### Problem description
Go through the entries below and write each one out exactly.

-- Start of Material for this exercise --

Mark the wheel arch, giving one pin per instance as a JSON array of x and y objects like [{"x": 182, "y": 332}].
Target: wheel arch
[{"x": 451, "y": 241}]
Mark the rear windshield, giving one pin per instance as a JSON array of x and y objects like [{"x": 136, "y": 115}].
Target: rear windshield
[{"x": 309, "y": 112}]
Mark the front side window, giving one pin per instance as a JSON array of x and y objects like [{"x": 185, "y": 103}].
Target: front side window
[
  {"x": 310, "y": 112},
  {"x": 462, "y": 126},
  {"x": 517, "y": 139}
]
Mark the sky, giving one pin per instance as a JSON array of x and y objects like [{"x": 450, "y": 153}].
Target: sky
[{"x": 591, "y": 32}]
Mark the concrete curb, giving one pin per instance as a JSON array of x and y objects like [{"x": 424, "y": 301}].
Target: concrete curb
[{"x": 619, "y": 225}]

-- End of Material for this exercise --

### Exercise answer
Mark the wheel arch, giving one pin per instance as a JSON array of x and y objects like [{"x": 182, "y": 332}].
Target: wheel arch
[{"x": 451, "y": 241}]
Mark the rear windshield, giving one pin per instance as a JSON array of x and y objects like [{"x": 136, "y": 115}].
Target: rear windshield
[{"x": 309, "y": 112}]
Mark the front side window, giving one pin per instance as a JSON array of x and y objects like [{"x": 185, "y": 103}].
Target: front side window
[
  {"x": 310, "y": 112},
  {"x": 462, "y": 126},
  {"x": 517, "y": 139}
]
Mark the sky, giving one pin per instance as a JSON array of x and y objects like [{"x": 450, "y": 153}].
Target: sky
[{"x": 591, "y": 32}]
Mark the concrete curb, giving one pin per instance as a JSON array of x and y objects like [{"x": 424, "y": 301}].
Target: concrete curb
[{"x": 619, "y": 225}]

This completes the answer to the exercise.